• **TASK TO CARRY OUT**: Rewrite every line of the data below with "positive clicks" replaced by "inclusion clicks", keeping everything else the same.
━━ EXERCISE MATERIAL ━━
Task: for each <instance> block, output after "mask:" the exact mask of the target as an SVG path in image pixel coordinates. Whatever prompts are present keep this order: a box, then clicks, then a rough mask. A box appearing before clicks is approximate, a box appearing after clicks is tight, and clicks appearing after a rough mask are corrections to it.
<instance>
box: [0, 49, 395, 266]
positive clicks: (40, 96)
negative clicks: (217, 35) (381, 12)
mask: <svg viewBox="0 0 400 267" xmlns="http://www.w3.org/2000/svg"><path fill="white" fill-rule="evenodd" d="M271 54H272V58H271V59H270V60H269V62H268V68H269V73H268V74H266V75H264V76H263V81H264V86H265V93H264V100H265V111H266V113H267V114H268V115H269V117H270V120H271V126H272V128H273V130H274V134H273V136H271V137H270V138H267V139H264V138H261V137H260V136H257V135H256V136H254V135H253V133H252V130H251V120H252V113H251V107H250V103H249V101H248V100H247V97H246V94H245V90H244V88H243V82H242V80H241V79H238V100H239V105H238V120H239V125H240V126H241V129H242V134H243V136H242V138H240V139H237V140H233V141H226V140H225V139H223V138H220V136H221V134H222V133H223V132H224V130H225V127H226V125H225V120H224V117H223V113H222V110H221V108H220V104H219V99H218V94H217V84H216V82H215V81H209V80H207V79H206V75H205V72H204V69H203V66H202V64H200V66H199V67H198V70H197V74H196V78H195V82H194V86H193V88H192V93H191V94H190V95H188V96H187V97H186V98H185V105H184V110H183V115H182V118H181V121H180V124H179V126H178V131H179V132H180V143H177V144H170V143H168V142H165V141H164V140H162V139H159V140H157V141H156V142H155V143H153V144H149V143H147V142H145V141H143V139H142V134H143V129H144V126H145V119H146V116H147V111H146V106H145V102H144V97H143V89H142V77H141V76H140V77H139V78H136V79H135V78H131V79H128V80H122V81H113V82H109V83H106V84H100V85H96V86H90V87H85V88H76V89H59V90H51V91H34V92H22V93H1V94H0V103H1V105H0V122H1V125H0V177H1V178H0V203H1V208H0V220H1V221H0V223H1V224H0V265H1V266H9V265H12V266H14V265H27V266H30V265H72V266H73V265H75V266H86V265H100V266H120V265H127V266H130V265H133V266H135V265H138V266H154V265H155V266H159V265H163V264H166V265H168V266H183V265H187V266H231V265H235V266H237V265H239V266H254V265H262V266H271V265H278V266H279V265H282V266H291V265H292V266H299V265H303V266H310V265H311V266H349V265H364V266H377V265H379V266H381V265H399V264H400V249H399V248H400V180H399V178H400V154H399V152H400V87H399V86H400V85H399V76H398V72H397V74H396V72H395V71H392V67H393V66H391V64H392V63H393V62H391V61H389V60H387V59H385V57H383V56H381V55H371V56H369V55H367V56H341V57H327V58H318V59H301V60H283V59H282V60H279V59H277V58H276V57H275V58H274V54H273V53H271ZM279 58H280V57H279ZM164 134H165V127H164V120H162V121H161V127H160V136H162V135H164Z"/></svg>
━━━
• **OUTPUT**:
Task: for each <instance> block, output after "mask:" the exact mask of the target as an SVG path in image pixel coordinates. Whatever prompts are present keep this order: a box, then clicks, then a rough mask. A box appearing before clicks is approximate, a box appearing after clicks is tight, and clicks appearing after a rough mask are corrections to it.
<instance>
box: [0, 49, 395, 266]
inclusion clicks: (40, 96)
negative clicks: (217, 35) (381, 12)
mask: <svg viewBox="0 0 400 267" xmlns="http://www.w3.org/2000/svg"><path fill="white" fill-rule="evenodd" d="M271 54H272V58H271V59H270V60H269V62H268V68H269V73H268V74H266V75H264V76H263V81H264V86H265V93H264V100H265V111H266V113H267V114H268V115H269V117H270V120H271V126H272V128H273V130H274V134H273V136H271V137H270V138H267V139H264V138H261V137H260V136H257V135H256V136H254V135H253V133H252V130H251V120H252V113H251V107H250V103H249V101H248V100H247V97H246V94H245V90H244V88H243V82H242V80H241V79H238V100H239V105H238V120H239V125H240V126H241V129H242V134H243V136H242V138H240V139H237V140H233V141H226V140H225V139H223V138H220V136H221V134H222V133H223V132H224V130H225V127H226V125H225V120H224V117H223V113H222V110H221V108H220V104H219V99H218V94H217V84H216V82H215V81H209V80H207V79H206V75H205V72H204V69H203V66H202V64H200V66H199V67H198V70H197V74H196V78H195V82H194V86H193V88H192V93H191V94H190V95H188V96H187V97H186V98H185V105H184V110H183V115H182V118H181V121H180V124H179V126H178V131H179V132H180V143H177V144H170V143H168V142H165V141H164V140H162V139H159V140H157V141H156V142H155V143H153V144H149V143H147V142H145V141H143V139H142V134H143V129H144V126H145V119H146V116H147V111H146V106H145V102H144V97H143V89H142V77H141V76H140V77H139V78H136V79H135V78H131V79H128V80H122V81H113V82H109V83H106V84H100V85H96V86H90V87H85V88H76V89H59V90H51V91H34V92H22V93H1V94H0V103H1V105H0V122H1V125H0V177H1V178H0V203H1V208H0V220H1V221H0V223H1V224H0V265H1V266H9V265H12V266H14V265H27V266H30V265H72V266H73V265H75V266H86V265H100V266H120V265H127V266H130V265H133V266H135V265H138V266H154V265H155V266H159V265H163V264H166V265H168V266H183V265H187V266H231V265H235V266H237V265H239V266H254V265H262V266H271V265H278V266H279V265H282V266H291V265H292V266H299V265H303V266H310V265H311V266H349V265H364V266H377V265H379V266H381V265H399V264H400V249H399V248H400V180H399V178H400V154H399V152H400V87H399V86H400V85H399V76H398V72H397V74H396V72H395V71H392V67H393V66H391V64H392V63H393V62H391V61H389V60H387V59H385V57H383V56H381V55H371V56H369V55H367V56H341V57H327V58H318V59H301V60H283V59H282V60H279V59H277V58H276V57H275V58H274V54H273V53H271ZM279 58H280V57H279ZM164 134H165V127H164V120H162V121H161V127H160V136H162V135H164Z"/></svg>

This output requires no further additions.